_Problem statement_. Reproduce the full listing without a single change.

_Source material_.
[Start of Attachment]

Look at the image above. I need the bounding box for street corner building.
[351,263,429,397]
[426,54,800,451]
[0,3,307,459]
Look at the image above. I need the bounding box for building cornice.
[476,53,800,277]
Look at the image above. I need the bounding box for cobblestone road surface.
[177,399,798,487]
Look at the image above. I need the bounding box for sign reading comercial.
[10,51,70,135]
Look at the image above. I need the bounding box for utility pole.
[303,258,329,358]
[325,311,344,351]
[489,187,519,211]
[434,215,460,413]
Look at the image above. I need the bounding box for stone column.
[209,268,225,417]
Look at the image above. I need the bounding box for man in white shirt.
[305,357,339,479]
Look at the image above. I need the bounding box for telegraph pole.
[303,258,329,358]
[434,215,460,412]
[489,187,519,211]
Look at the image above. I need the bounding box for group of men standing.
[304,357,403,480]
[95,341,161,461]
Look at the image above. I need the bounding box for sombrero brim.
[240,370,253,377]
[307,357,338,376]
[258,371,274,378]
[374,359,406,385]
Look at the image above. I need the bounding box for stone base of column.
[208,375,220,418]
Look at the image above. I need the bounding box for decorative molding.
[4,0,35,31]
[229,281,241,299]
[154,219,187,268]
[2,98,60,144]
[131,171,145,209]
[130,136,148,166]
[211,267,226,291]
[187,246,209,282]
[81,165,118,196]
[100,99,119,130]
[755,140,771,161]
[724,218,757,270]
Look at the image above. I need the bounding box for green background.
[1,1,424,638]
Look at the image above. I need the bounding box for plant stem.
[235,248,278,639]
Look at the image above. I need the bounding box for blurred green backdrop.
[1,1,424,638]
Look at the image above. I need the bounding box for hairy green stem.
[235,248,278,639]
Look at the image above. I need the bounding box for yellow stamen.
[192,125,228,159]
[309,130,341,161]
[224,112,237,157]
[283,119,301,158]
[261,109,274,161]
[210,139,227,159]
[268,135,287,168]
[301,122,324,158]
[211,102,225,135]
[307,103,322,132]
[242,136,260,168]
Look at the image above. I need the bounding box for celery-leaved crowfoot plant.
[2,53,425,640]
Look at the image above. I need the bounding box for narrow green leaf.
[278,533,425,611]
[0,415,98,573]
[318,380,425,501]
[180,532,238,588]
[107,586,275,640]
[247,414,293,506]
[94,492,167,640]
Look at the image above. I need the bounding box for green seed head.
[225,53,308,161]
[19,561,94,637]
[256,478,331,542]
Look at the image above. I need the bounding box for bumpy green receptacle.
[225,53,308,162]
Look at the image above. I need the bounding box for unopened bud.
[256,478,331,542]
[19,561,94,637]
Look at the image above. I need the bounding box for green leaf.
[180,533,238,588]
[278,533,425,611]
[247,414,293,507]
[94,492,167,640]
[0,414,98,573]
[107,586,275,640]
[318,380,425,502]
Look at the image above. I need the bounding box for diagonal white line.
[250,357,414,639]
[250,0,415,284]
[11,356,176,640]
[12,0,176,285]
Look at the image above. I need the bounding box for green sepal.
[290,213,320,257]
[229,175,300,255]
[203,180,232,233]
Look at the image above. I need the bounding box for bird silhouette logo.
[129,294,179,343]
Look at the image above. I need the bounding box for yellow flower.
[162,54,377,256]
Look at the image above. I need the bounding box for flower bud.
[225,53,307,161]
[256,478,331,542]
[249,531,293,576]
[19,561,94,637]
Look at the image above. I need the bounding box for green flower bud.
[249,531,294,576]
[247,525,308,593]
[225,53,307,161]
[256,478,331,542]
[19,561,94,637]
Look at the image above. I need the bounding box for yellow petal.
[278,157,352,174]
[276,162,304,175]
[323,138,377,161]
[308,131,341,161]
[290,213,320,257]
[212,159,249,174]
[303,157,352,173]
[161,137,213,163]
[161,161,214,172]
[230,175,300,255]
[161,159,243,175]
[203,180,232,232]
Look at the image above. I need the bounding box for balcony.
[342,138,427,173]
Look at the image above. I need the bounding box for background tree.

[End of Attachment]

_Answer to this problem_.
Look at the image above. I need the bounding box for street corner building.
[351,263,429,397]
[426,54,800,451]
[0,3,307,459]
Look at the image above. I need the bounding box for building cornice.
[476,53,800,277]
Look at the image above. I need the bounding box for cobblestone road surface.
[177,399,798,487]
Look at the image above. I need the bounding box for sign reading comercial.
[10,51,70,135]
Look at the image above. I need the bounding box for utility pole.
[303,258,329,358]
[325,311,344,351]
[489,187,519,211]
[434,215,460,413]
Look at the image above. I need the bounding box for stone column.
[209,268,225,417]
Look at the image above. I need the bounding box for man in white shirt.
[305,357,339,479]
Look at the image above. I need the bounding box for telegraph pole.
[303,258,329,358]
[434,215,460,412]
[489,187,519,211]
Look at the image above. I need the bounding box for group of men standing.
[304,357,403,480]
[95,341,161,461]
Look at the image above. I need the bounding box for sombrero brim.
[240,370,253,377]
[307,357,338,376]
[258,371,274,378]
[374,359,406,385]
Look at the image above. I need the bounding box for stone base of column.
[208,375,220,418]
Look at the image above. I need the bounding box for decorative molding.
[4,0,35,31]
[229,281,241,299]
[154,219,187,268]
[2,98,60,144]
[131,171,145,209]
[130,136,148,166]
[211,267,226,291]
[187,246,209,282]
[81,165,118,196]
[100,99,119,130]
[755,140,771,161]
[724,218,757,270]
Look at the image above. I need the bounding box for green background.
[1,1,424,638]
Look at the image above. I need the bounding box for plant stem.
[235,248,278,639]
Look at the image above. I need the bounding box for blurred green backdrop.
[1,1,424,638]
Look at the image above. I need the bounding box for hairy green stem.
[235,248,278,639]
Look at the image above. I need the bounding box for yellow stamen.
[192,125,228,159]
[309,130,341,161]
[224,112,237,157]
[283,119,301,158]
[261,109,274,161]
[210,139,227,159]
[268,135,287,168]
[301,122,324,158]
[211,102,225,135]
[307,103,322,132]
[242,136,260,168]
Look at the image above. I need the bounding box for celery-leaved crowfoot plant.
[2,53,425,640]
Look at the image above. I need the bounding box for narrow green leaf.
[278,533,425,611]
[0,415,98,573]
[318,380,425,501]
[180,532,238,588]
[107,586,275,640]
[247,414,293,506]
[94,492,167,640]
Look at the image above. I need the bounding box for green seed head.
[225,53,308,161]
[19,561,94,637]
[256,478,331,542]
Look at the image above. I need the bounding box for bumpy green receptacle.
[225,53,308,162]
Look at the image above. I need the bounding box for unopened bud.
[256,478,331,542]
[19,561,94,637]
Look at the image above. I need the bounding box for green leaf.
[180,533,238,588]
[278,533,425,611]
[247,414,293,507]
[94,492,167,640]
[0,414,98,573]
[107,586,275,640]
[318,380,425,502]
Look at the image above. I need the bounding box for diagonal white line.
[250,357,414,639]
[250,0,415,284]
[11,356,176,640]
[12,0,176,285]
Look at the image above. I need the bounding box for green sepal.
[290,213,320,257]
[229,175,300,255]
[203,180,232,233]
Look at the image above. I need the bounding box for bird silhouette logo.
[129,294,179,343]
Look at the image above. I need the bounding box for yellow flower.
[162,54,377,256]
Look at the image above. I need the bounding box for flower bud.
[225,53,307,161]
[256,478,331,542]
[249,531,293,576]
[19,561,94,637]
Look at the image above. I need the bounding box for green flower bud.
[249,531,294,576]
[247,525,308,593]
[225,53,307,161]
[256,478,331,542]
[19,561,94,637]
Look at the image above. I need the bounding box for yellow petal.
[278,157,352,174]
[276,162,304,175]
[323,138,377,161]
[308,131,341,161]
[290,213,320,257]
[212,159,249,174]
[303,157,352,173]
[161,137,213,163]
[161,161,214,172]
[230,175,300,255]
[161,159,243,175]
[203,180,232,232]
Look at the image above. I need the bounding box for balcony.
[342,138,427,173]
Look at the image above. I need the bounding box for background tree.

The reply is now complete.